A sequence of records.

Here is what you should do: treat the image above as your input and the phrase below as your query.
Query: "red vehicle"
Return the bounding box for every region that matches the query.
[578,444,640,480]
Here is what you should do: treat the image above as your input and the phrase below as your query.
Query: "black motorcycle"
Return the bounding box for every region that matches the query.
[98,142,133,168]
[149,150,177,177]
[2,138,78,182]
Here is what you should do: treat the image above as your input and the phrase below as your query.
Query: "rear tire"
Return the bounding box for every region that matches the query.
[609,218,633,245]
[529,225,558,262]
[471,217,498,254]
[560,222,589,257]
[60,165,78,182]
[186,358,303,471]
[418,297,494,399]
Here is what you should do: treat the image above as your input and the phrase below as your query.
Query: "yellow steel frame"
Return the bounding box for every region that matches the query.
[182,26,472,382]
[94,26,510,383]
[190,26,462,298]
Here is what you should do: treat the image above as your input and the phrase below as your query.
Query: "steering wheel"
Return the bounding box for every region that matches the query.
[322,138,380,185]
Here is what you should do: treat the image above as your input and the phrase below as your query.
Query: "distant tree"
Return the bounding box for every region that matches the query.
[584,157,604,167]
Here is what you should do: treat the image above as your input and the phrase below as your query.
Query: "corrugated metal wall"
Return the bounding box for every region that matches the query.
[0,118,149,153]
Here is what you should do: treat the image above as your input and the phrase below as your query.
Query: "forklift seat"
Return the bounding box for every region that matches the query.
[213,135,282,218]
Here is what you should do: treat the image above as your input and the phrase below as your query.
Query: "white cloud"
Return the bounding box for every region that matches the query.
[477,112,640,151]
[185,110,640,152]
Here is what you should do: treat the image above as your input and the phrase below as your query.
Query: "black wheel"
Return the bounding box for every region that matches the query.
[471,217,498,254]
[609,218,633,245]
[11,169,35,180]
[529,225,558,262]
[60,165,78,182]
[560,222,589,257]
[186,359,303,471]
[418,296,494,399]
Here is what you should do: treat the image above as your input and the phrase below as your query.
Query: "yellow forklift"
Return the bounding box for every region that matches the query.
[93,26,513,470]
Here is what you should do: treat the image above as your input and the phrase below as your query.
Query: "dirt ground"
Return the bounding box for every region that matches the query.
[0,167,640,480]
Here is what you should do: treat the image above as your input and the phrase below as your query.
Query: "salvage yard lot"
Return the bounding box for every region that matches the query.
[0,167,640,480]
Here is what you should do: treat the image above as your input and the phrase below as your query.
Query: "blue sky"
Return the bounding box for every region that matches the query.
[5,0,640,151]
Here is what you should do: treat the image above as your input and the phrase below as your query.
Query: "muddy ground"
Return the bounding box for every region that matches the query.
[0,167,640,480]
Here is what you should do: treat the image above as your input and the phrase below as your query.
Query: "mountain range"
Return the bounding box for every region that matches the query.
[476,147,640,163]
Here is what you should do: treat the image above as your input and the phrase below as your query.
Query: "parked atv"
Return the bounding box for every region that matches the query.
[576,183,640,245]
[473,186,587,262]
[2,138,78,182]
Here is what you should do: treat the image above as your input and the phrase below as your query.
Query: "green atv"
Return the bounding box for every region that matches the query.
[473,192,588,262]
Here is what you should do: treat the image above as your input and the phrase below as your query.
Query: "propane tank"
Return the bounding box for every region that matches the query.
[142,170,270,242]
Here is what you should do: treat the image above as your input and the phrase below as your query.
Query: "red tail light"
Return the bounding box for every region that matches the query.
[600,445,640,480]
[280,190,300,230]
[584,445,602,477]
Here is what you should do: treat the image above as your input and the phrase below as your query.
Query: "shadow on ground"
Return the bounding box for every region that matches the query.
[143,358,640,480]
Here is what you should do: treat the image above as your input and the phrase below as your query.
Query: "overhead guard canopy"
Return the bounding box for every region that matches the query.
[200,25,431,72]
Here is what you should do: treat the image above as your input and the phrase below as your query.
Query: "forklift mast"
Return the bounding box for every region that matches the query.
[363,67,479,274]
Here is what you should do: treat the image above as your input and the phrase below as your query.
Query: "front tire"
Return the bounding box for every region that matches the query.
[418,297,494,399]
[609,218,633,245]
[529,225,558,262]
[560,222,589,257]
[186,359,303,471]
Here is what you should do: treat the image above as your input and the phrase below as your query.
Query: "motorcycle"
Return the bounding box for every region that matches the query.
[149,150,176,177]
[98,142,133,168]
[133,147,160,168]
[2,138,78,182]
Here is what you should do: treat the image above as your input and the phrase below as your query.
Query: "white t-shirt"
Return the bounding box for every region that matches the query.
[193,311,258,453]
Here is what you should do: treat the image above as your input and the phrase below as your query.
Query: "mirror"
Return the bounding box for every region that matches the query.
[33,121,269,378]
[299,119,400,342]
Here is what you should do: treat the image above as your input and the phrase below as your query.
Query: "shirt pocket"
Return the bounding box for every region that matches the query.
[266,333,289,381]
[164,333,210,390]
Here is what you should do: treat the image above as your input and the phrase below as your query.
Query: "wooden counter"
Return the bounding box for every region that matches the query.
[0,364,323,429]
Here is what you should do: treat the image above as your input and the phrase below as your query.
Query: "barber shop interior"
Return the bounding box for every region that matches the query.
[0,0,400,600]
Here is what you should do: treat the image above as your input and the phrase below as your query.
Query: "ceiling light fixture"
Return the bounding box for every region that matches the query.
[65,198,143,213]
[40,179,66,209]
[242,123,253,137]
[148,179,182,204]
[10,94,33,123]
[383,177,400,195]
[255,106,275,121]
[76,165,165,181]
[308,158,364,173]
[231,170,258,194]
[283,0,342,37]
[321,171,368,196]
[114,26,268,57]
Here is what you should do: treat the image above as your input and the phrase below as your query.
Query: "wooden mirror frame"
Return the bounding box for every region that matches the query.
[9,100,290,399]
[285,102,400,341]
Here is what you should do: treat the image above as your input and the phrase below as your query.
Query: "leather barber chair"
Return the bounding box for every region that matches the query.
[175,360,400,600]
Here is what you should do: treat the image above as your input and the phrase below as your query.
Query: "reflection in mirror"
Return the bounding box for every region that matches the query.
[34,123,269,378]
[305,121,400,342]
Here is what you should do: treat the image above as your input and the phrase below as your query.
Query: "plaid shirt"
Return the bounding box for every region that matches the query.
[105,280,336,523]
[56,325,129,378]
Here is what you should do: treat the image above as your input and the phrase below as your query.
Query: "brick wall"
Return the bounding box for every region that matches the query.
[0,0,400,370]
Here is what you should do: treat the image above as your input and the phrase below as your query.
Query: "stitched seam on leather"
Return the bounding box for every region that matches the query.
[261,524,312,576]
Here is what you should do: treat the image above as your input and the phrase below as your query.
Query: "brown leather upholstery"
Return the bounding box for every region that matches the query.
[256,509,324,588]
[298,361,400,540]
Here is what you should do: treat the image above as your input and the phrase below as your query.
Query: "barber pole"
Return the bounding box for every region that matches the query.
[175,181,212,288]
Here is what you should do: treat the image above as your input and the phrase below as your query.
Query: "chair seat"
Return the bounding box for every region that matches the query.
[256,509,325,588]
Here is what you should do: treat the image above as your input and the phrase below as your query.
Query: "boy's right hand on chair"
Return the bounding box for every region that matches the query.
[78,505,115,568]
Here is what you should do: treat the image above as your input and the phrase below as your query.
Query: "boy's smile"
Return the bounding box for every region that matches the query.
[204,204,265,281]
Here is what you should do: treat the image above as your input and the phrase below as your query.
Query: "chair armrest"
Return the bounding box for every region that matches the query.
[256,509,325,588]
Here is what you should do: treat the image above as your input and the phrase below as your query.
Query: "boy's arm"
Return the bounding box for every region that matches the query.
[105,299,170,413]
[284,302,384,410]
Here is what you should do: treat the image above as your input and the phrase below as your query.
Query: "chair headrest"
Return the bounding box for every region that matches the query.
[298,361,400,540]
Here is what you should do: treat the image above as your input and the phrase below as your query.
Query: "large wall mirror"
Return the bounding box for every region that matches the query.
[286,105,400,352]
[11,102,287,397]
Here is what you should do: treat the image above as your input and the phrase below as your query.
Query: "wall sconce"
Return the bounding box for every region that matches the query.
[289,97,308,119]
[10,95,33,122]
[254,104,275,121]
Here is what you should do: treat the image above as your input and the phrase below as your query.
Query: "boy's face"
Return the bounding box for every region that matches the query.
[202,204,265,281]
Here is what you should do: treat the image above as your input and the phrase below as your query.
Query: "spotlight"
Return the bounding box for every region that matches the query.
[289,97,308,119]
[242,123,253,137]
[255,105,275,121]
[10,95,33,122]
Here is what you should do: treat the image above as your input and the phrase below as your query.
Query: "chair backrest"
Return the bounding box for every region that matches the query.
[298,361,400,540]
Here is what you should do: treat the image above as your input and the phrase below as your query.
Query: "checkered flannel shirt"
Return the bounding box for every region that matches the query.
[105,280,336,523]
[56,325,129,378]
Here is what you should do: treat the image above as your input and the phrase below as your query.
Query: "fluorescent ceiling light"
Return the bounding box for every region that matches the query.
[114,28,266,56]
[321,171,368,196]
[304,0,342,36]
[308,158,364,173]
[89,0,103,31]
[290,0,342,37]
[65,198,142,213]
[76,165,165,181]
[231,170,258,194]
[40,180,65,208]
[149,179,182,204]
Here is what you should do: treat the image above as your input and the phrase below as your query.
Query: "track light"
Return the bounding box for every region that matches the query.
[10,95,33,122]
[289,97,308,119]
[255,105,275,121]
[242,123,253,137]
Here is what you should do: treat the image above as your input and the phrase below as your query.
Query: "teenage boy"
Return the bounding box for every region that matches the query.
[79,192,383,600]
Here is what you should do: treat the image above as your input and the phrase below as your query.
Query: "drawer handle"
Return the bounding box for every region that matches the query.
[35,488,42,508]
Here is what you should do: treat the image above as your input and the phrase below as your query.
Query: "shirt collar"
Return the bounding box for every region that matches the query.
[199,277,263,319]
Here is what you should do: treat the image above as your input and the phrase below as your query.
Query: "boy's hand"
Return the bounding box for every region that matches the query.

What to do. Gather every line in the records above that contains the word "leather" and copy each such line in full.

Result of the task.
Query: "leather barber chair"
Query: "stitched seam on leather"
Query: "brown leather upholstery"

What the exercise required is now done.